Instructions to follow: Starting at the line that contains "In this exercise you will tag the bollard", print every remaining line of the entries, unchanged, and output nothing more.

%%

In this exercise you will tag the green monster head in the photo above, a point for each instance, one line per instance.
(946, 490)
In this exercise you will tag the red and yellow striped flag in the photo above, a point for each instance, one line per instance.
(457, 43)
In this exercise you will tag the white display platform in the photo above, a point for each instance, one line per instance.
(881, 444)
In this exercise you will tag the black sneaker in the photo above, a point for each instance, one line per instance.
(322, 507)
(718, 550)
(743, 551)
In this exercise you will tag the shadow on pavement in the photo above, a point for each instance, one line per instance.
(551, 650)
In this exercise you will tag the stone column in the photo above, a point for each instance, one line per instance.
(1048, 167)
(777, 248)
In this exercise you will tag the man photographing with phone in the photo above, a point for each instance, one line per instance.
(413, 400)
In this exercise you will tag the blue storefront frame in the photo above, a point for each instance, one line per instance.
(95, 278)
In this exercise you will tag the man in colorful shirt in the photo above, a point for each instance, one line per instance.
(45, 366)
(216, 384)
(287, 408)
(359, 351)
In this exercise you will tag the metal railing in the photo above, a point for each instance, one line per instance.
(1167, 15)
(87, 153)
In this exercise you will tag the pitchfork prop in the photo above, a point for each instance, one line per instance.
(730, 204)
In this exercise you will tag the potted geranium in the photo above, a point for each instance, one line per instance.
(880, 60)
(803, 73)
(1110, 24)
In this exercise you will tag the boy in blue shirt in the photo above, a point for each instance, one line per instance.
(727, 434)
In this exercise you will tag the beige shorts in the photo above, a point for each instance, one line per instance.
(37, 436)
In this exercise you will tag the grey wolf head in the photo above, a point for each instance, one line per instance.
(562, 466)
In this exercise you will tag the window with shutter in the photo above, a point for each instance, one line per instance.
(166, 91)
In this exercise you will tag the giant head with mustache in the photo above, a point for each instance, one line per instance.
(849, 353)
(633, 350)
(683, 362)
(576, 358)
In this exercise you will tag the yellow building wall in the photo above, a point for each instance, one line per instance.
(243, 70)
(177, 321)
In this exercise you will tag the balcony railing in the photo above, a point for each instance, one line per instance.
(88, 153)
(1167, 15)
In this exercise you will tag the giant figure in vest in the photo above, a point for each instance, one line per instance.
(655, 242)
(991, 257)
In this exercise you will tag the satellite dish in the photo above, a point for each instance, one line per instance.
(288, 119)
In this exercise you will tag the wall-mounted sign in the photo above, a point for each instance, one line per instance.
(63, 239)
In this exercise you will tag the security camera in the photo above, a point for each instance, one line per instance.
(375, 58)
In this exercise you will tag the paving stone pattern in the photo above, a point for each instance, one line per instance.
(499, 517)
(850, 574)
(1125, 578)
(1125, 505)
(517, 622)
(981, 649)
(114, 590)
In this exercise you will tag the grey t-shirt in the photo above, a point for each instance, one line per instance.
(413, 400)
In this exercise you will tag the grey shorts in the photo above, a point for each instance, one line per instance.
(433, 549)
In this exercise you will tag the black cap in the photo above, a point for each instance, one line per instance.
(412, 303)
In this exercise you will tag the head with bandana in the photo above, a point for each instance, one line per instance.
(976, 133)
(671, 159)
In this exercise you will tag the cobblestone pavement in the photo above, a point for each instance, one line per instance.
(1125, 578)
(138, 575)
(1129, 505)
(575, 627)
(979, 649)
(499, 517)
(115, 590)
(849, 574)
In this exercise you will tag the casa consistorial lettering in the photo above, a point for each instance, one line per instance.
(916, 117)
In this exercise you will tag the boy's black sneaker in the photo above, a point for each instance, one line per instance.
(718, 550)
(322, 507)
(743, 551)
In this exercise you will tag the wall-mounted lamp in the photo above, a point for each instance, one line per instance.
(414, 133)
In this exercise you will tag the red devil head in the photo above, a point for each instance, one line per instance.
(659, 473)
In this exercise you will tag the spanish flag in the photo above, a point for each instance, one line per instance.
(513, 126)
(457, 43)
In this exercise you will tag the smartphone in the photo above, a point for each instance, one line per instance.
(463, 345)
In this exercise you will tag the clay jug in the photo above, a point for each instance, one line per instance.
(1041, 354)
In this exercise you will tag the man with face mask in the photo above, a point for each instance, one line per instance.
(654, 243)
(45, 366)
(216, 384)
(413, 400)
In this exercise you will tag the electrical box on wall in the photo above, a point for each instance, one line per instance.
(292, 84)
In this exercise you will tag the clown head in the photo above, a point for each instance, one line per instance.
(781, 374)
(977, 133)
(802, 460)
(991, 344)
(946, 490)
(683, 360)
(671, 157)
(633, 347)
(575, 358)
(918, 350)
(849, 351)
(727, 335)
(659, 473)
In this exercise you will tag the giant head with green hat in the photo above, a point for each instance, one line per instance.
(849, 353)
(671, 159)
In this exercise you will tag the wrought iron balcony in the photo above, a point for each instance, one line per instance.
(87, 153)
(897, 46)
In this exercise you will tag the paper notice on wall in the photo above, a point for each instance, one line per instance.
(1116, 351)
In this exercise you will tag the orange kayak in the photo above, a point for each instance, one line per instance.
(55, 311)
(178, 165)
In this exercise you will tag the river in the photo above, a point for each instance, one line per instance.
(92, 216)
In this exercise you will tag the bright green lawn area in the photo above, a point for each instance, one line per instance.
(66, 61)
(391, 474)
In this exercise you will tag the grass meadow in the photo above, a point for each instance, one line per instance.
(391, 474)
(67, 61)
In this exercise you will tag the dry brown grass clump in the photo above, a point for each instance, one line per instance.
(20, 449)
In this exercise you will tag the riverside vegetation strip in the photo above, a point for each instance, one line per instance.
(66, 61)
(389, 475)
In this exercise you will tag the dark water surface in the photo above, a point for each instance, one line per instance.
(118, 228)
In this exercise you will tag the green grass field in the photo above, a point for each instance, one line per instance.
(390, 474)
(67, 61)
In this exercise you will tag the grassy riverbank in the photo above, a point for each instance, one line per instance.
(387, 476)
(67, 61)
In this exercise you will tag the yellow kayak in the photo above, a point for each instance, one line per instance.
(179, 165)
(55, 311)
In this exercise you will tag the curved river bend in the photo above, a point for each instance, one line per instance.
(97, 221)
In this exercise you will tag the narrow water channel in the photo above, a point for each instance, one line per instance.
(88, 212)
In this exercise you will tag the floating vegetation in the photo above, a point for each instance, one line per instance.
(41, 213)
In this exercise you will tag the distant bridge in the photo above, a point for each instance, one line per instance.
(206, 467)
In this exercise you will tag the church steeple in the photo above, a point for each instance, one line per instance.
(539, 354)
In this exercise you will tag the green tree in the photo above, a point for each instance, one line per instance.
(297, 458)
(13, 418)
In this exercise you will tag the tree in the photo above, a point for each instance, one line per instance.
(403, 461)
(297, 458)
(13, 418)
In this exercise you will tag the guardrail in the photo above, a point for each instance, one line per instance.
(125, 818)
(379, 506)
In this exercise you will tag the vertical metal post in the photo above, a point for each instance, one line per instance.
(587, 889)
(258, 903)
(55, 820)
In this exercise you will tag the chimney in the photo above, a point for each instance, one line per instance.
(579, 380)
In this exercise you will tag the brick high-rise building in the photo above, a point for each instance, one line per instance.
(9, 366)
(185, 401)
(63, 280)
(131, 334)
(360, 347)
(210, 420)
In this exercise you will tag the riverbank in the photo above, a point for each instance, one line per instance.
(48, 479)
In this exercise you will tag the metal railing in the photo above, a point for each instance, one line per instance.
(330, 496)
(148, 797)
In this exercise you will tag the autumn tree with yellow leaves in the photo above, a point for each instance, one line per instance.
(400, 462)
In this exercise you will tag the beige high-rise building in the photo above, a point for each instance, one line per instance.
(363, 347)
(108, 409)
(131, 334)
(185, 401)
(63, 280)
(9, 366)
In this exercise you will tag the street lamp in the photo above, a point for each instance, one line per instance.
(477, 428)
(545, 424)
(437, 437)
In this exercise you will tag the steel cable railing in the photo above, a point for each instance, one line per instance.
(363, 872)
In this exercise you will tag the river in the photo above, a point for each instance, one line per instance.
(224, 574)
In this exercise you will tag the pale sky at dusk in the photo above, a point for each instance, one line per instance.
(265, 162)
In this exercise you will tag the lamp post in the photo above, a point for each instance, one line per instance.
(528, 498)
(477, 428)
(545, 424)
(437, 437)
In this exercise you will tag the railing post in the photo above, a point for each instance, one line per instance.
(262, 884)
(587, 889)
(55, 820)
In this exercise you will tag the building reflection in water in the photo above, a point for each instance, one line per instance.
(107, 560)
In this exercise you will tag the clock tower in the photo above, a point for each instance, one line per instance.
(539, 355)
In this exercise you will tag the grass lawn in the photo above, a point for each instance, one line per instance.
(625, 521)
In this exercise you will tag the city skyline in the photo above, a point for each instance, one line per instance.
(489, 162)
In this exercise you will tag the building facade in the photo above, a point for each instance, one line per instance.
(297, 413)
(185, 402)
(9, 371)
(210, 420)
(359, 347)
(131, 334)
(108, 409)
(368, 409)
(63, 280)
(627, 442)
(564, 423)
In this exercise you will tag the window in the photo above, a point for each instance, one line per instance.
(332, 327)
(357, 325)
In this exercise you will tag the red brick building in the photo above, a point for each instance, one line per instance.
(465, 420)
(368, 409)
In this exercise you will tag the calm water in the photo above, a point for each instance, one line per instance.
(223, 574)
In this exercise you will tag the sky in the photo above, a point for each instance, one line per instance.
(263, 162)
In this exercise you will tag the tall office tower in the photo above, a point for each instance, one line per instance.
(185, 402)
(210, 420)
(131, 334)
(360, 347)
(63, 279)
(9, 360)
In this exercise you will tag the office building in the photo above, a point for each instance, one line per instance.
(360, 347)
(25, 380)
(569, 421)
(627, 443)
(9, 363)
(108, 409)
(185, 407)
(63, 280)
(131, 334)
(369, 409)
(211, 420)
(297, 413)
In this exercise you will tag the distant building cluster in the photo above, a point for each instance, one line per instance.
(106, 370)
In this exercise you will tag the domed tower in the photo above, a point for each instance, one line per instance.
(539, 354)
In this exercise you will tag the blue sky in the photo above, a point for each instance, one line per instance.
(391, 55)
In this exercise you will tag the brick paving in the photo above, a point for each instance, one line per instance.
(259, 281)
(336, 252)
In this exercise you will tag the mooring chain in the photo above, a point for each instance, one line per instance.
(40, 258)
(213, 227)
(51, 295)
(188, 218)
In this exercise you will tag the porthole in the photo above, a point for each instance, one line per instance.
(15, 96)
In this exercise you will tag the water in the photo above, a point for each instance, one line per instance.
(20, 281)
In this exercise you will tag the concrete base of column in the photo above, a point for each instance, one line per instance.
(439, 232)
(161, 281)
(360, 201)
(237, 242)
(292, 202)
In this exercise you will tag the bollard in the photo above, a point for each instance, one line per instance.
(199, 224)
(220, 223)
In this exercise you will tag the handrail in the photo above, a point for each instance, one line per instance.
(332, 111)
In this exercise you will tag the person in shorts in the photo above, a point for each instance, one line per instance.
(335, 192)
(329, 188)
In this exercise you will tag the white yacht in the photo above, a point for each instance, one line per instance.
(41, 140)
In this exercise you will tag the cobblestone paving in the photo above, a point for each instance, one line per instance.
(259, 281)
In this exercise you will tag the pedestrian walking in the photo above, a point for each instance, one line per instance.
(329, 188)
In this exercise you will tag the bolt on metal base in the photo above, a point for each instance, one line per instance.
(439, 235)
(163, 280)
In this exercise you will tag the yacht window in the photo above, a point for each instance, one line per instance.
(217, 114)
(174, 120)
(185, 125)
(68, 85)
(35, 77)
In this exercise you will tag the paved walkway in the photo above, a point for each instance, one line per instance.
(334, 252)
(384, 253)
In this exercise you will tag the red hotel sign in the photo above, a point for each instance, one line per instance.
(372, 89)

%%

Task output:
In this exercise you will tag the bollard in the photo above, a point for each instance, one line per instance.
(199, 224)
(220, 223)
In this exercise you will tag the handrail in the photo above, a point for each instance, one line per instance.
(332, 111)
In this exercise you will tag the person in shorts in the photo above, a point for each instance, one line per instance.
(335, 192)
(329, 188)
In this exercise you will tag the white yacht in the photo above, a point for each instance, one line per instance.
(41, 140)
In this exercise you will tag the cobblestone paving in the photo above, a point for each instance, one line per instance.
(259, 281)
In this exercise you will tag the pedestrian walking in the photo above, a point for each instance, one line per instance.
(329, 188)
In this exercise you will tag the bolt on metal base in the photo above, a point for each instance, one line per instance.
(439, 235)
(163, 280)
In this exercise you will tag the yacht window in the photo above, a point for each instance, one line per instance.
(217, 114)
(174, 120)
(185, 125)
(68, 85)
(35, 77)
In this exercise you will tag the paved walkway in the photo above, a point for each instance, one line per instance.
(334, 252)
(384, 253)
In this exercise you will tag the red hotel sign in the photo above, a point for each instance, one line per instance.
(372, 89)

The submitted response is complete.